● SUPPLIED RECORDS
#####
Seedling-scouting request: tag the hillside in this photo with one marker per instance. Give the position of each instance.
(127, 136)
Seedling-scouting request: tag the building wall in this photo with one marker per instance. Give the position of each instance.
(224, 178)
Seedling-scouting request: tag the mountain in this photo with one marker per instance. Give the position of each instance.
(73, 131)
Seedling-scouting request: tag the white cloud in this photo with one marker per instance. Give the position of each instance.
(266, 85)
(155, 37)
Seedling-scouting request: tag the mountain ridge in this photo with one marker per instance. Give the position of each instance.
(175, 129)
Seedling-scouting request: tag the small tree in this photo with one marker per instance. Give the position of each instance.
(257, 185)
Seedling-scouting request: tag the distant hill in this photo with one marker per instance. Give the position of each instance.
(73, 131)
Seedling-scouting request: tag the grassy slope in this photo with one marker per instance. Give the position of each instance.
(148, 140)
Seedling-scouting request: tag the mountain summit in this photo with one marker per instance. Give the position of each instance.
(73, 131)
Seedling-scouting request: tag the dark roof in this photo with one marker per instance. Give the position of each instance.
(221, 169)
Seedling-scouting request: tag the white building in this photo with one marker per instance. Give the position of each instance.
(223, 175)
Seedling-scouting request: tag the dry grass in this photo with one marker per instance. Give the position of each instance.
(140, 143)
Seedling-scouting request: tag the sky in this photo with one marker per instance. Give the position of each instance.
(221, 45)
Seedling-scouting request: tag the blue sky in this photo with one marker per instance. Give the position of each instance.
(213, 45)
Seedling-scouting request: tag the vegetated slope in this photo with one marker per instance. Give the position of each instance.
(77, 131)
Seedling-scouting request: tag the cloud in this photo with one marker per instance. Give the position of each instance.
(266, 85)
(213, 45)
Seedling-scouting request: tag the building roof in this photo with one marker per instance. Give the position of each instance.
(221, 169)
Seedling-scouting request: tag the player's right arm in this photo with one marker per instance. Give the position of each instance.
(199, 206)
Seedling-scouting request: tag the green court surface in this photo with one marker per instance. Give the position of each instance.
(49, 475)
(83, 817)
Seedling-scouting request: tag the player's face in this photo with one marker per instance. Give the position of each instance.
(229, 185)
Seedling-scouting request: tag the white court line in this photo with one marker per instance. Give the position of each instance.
#####
● EXERCISE GOAL
Retype the entries word for word, from the line that contains "Seedling-scouting request: tag the player's face" through the final line of the entries.

● SOLUTION TO THIS PROBLEM
Seedling-scouting request: tag the player's face in this photo with one marker per instance. Give the position of each instance.
(229, 185)
Seedling-scouting request: tag the white court line in this photo with one marker per instance. Give the position of each instance.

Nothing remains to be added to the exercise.